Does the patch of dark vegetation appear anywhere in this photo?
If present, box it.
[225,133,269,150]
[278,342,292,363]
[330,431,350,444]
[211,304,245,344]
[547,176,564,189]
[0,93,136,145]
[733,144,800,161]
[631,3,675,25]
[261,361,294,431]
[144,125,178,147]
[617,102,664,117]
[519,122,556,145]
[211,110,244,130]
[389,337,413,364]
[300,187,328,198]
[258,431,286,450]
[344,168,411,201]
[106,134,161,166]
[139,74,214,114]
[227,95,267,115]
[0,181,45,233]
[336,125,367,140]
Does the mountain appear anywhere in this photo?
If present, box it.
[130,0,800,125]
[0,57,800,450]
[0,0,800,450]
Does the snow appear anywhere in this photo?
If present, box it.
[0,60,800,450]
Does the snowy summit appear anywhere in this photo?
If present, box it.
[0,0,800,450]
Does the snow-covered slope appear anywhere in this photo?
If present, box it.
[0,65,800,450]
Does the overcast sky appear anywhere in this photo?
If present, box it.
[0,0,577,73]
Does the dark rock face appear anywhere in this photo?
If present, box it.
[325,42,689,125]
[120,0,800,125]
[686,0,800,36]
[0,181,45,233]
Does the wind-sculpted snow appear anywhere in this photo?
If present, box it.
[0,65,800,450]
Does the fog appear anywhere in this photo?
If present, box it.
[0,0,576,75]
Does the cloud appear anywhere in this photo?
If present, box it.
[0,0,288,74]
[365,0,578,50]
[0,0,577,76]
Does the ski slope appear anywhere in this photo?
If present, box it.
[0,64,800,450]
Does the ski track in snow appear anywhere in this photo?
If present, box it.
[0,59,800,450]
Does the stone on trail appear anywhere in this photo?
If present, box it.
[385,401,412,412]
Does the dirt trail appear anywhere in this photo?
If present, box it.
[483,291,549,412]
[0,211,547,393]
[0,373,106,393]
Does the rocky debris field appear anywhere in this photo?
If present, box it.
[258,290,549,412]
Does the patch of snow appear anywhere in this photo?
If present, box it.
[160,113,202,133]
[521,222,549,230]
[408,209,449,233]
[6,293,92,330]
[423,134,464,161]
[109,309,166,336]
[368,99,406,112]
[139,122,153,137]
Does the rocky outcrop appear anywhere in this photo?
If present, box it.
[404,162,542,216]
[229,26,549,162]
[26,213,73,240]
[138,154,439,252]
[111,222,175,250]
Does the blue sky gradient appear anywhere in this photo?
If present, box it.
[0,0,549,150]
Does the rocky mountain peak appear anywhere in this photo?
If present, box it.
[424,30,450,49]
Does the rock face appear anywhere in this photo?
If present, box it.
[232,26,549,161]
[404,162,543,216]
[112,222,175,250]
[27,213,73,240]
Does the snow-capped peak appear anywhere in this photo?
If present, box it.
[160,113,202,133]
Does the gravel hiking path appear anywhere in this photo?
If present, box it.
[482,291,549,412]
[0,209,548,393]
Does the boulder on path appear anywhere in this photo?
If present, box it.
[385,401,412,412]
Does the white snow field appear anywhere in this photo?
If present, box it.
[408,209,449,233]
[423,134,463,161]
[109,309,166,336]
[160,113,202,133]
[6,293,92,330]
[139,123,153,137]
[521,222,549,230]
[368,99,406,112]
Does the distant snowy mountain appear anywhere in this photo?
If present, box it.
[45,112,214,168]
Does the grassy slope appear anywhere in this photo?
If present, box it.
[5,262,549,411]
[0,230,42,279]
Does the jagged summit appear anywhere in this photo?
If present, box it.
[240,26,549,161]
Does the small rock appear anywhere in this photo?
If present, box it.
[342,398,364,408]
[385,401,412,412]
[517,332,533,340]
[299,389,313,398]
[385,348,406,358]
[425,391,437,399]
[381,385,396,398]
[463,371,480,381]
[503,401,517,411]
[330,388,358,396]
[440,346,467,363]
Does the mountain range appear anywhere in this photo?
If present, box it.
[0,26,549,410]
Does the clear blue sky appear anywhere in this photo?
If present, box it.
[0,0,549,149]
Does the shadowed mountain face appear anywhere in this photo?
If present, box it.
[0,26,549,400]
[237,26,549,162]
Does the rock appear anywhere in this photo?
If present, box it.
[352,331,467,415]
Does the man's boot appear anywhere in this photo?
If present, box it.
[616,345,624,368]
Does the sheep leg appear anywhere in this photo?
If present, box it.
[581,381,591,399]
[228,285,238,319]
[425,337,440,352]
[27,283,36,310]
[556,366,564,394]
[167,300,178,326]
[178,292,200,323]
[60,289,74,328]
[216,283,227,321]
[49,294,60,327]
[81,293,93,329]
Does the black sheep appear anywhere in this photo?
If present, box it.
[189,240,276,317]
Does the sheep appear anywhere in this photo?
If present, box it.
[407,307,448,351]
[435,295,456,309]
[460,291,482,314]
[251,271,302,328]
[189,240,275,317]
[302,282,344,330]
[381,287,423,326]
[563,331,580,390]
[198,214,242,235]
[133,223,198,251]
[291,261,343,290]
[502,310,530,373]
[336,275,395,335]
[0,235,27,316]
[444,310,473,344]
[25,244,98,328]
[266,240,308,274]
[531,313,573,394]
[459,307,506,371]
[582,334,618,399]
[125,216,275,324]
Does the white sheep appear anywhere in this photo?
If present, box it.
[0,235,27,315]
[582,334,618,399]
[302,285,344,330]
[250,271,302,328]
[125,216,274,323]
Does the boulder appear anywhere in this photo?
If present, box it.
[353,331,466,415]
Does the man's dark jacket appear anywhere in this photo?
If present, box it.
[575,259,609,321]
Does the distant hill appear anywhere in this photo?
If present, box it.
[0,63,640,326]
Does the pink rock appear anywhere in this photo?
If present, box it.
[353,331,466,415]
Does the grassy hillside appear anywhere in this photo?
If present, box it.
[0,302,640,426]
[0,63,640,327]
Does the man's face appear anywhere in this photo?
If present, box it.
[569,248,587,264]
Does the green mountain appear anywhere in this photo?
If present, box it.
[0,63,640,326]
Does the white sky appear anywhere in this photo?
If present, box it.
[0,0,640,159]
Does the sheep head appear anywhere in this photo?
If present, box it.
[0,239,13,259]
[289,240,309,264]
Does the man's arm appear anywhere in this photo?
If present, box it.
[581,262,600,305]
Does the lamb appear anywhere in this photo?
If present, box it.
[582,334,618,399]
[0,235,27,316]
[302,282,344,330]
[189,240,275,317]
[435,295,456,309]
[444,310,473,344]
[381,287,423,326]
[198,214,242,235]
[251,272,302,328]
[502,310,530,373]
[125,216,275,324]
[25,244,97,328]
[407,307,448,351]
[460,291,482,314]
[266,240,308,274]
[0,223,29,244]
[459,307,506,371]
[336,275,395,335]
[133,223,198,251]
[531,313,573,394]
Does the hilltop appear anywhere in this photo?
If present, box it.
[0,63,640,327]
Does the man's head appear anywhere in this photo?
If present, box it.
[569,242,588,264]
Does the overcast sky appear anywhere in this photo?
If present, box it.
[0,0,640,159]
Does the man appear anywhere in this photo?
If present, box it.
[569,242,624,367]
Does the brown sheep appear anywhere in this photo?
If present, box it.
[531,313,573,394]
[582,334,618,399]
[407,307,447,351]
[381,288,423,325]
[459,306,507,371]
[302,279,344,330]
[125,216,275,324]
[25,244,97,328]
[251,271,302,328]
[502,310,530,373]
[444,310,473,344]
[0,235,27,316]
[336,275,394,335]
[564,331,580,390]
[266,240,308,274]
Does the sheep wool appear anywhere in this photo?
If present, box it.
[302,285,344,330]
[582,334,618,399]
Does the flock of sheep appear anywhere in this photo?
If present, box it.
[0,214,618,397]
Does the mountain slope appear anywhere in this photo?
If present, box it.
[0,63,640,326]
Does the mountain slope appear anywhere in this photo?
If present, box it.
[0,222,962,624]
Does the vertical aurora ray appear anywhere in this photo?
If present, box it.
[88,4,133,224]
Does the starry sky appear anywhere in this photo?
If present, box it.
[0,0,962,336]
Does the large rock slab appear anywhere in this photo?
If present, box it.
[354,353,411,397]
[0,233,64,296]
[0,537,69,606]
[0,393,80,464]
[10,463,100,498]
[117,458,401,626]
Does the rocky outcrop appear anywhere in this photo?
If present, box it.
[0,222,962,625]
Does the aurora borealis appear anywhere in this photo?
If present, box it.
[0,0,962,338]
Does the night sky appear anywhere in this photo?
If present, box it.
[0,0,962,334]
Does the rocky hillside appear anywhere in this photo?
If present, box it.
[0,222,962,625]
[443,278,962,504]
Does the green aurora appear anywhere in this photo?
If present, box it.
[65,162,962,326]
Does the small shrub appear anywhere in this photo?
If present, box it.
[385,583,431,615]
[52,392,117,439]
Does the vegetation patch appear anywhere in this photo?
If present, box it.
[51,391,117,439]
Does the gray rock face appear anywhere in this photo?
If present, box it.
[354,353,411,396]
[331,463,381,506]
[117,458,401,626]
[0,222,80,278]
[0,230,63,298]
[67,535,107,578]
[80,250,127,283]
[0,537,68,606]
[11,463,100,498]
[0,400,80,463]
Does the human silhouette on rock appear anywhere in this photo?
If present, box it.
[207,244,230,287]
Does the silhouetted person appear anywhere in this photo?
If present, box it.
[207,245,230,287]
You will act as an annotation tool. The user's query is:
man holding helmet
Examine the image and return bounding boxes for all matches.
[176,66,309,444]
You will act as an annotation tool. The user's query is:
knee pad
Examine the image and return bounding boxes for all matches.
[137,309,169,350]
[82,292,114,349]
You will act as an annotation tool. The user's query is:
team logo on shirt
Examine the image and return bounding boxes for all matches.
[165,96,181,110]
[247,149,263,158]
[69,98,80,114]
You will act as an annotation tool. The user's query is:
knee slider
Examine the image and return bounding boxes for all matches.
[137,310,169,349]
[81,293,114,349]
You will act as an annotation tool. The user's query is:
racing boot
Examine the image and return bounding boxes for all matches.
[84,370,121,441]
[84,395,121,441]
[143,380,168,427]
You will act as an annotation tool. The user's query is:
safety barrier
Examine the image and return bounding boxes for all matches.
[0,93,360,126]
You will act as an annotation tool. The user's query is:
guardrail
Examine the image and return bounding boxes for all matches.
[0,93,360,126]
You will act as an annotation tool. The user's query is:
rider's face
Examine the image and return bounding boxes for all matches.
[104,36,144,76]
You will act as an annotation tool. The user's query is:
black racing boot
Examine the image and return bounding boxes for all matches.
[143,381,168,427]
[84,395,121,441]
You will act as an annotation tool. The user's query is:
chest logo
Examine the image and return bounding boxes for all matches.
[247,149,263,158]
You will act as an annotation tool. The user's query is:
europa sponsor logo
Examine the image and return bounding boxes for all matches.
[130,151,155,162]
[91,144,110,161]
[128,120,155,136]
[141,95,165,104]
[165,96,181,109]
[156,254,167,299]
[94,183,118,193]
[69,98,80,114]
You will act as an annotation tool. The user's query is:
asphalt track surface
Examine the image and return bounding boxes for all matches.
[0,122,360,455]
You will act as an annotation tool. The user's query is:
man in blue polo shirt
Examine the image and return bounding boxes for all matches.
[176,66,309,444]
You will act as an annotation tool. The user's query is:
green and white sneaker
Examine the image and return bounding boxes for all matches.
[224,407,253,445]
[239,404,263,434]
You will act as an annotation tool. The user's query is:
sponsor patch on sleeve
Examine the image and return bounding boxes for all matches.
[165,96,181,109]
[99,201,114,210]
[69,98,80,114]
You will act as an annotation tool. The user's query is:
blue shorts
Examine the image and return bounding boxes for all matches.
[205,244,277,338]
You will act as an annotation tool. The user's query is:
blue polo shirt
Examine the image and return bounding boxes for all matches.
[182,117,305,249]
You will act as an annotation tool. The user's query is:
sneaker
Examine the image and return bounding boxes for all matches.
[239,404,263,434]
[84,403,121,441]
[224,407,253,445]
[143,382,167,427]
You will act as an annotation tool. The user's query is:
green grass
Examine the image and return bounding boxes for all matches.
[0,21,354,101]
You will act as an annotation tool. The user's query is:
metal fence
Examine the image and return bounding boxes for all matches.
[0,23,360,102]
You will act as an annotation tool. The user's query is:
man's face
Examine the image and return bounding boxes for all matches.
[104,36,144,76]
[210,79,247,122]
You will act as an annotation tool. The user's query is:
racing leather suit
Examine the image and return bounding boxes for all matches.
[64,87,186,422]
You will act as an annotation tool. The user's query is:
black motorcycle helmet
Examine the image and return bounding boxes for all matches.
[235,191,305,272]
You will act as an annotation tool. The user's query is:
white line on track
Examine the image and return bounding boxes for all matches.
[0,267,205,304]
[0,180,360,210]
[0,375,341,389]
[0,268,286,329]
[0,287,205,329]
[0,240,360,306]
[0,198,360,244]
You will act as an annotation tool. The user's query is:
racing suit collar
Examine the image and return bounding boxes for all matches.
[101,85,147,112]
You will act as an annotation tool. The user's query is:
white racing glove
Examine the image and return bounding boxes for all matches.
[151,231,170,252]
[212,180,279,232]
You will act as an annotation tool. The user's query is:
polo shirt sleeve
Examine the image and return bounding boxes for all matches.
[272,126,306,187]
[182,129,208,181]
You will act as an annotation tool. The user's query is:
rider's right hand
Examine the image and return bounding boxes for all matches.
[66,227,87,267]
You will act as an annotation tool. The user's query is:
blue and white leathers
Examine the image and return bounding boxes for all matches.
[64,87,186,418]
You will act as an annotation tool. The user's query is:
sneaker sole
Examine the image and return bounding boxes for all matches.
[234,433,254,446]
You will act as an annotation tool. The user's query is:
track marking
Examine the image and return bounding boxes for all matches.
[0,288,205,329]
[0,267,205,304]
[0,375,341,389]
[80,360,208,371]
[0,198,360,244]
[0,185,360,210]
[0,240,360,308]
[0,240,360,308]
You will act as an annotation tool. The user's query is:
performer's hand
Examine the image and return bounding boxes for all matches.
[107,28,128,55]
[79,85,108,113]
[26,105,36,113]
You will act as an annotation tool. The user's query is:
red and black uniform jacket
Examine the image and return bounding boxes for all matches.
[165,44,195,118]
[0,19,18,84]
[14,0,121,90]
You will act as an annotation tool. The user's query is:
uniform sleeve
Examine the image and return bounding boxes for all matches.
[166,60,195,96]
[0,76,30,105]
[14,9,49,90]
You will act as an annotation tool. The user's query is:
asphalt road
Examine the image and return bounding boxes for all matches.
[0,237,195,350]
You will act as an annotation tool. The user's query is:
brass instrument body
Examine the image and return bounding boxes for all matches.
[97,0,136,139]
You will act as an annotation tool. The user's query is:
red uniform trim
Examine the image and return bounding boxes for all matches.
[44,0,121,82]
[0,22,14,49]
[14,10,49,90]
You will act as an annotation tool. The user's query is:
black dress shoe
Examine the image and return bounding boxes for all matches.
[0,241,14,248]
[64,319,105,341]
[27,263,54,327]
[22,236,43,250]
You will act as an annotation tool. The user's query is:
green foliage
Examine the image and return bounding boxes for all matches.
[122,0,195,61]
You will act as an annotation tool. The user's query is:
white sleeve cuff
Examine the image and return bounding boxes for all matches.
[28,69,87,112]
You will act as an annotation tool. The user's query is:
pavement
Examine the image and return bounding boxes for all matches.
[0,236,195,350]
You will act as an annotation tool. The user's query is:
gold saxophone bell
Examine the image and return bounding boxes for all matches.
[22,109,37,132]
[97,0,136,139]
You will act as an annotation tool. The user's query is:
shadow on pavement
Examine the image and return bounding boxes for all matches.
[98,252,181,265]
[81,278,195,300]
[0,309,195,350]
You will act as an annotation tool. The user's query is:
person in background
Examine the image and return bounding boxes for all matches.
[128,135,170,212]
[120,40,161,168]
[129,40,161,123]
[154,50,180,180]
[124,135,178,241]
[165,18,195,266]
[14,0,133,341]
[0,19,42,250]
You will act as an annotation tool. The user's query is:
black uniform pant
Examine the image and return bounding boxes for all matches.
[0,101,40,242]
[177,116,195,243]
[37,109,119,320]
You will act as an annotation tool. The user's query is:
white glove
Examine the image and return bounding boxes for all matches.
..........
Work to complete
How many lines of the material above contain the string "logo", where case matters? Reply with the number alone.

Written response
3